[Source data]
*****

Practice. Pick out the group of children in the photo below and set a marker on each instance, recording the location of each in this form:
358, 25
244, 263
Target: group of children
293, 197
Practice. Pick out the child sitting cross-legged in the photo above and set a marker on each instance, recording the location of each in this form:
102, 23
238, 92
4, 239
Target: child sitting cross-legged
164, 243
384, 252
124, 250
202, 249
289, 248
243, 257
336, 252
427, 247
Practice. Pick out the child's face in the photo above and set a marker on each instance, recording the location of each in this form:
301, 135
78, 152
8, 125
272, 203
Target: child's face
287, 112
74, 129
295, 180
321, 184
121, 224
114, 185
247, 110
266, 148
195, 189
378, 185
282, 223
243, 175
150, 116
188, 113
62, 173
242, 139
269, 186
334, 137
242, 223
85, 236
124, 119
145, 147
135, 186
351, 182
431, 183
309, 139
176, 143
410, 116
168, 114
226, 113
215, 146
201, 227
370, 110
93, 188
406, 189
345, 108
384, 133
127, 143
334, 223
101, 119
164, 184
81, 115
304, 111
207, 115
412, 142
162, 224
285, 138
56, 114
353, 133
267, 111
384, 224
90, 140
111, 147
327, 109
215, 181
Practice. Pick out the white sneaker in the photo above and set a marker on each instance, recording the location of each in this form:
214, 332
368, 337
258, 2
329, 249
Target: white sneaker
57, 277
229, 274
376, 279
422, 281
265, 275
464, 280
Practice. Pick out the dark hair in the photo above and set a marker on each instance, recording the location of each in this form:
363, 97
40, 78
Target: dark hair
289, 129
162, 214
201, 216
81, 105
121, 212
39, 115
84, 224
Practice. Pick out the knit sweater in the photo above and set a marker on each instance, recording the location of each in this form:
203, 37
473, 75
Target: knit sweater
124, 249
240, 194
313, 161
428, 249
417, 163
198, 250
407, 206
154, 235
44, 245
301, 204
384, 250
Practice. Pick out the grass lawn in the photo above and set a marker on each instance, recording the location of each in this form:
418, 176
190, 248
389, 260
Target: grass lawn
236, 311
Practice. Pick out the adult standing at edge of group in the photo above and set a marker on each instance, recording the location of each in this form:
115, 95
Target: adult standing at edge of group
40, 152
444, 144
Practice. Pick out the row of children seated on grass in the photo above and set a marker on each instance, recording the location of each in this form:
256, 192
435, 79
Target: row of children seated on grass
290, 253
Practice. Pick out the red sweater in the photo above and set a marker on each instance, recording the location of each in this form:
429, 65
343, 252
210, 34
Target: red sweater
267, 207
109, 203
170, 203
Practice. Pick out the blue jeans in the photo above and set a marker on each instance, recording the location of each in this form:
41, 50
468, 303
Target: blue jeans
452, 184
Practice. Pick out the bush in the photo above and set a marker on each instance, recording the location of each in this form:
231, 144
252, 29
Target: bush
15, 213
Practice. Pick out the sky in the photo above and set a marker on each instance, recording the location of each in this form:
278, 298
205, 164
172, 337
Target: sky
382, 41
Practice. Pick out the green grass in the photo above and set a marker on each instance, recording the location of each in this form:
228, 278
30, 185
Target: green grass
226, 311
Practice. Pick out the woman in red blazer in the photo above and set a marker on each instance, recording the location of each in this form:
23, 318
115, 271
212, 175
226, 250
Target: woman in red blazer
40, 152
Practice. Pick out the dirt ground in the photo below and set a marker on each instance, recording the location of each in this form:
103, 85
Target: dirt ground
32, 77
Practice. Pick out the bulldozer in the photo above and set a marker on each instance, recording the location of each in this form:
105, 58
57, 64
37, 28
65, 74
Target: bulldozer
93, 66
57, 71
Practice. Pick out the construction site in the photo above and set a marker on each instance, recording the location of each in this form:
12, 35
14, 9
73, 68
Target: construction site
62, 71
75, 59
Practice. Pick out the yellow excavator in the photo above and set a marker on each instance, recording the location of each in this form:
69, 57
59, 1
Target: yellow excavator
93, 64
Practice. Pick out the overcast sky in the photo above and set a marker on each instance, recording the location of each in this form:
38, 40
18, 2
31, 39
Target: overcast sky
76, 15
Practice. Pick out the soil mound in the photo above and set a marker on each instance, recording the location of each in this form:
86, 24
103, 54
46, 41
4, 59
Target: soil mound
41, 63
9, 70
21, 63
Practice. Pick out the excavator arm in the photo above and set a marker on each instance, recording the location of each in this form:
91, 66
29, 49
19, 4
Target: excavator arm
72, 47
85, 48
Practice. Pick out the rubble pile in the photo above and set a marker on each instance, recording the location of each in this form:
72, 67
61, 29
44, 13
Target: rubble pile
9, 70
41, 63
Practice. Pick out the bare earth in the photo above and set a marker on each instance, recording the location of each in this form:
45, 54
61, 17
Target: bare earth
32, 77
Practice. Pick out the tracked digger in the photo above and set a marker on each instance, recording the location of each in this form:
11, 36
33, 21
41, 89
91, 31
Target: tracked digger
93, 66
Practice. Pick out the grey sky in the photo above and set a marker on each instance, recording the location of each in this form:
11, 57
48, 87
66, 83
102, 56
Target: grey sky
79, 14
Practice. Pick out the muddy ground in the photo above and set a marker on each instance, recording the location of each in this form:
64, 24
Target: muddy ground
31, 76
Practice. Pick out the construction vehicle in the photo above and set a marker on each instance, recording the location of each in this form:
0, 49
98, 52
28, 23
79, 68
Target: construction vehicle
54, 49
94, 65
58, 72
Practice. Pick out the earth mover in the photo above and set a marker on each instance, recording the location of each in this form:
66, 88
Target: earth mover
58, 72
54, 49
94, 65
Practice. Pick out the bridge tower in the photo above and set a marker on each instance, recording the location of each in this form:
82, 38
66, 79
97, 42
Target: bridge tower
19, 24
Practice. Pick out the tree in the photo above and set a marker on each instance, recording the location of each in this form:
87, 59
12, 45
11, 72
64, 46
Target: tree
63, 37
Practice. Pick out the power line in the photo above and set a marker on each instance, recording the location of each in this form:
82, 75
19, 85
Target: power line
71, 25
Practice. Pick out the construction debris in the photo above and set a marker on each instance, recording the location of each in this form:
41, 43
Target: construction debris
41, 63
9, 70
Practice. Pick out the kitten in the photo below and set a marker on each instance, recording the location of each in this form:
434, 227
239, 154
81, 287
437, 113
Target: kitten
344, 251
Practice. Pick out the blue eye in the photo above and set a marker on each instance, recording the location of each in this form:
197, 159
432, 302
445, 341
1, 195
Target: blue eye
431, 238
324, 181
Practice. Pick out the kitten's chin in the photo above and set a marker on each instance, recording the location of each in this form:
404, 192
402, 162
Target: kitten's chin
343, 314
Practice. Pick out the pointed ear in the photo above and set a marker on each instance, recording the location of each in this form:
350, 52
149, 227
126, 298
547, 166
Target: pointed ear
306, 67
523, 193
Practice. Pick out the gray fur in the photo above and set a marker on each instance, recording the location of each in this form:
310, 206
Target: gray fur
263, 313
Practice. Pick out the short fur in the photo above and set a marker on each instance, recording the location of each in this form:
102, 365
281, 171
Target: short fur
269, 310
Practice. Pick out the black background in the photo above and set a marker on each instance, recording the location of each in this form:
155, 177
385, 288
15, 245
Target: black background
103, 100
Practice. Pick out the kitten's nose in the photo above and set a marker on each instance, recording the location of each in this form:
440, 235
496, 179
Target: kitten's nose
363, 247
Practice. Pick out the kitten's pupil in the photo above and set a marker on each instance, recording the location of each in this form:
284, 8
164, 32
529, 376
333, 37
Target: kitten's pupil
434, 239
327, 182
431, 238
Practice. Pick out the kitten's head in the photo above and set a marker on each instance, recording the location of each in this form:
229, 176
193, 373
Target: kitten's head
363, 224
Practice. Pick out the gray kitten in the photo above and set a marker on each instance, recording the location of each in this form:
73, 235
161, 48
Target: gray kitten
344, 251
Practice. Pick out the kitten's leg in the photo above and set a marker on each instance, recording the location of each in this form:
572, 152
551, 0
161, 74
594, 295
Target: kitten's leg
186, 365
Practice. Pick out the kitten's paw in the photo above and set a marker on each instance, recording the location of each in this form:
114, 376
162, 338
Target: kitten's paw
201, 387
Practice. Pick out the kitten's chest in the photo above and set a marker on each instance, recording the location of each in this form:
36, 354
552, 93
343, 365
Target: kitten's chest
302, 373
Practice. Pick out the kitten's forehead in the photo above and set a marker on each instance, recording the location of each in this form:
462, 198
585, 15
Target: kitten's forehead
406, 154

*****

▶ [AIM OF THE TASK]
Copy out verbatim the part of the records that opens with the line containing "Practice. Pick out the kitten's chest" and runs through the final line of the records, keeping both ends.

▶ [SOLUTION FOR THIS EXERCISE]
Practice. Pick out the kitten's chest in the photo above and set a marker on each instance, recording the location of each in this form:
36, 354
552, 93
343, 365
Target: kitten's chest
302, 373
Practice. Pick out the kitten's forehead in the photo above and set a marker on each instance, recording the location of each in this form:
462, 198
585, 15
Target: kitten's forehead
406, 154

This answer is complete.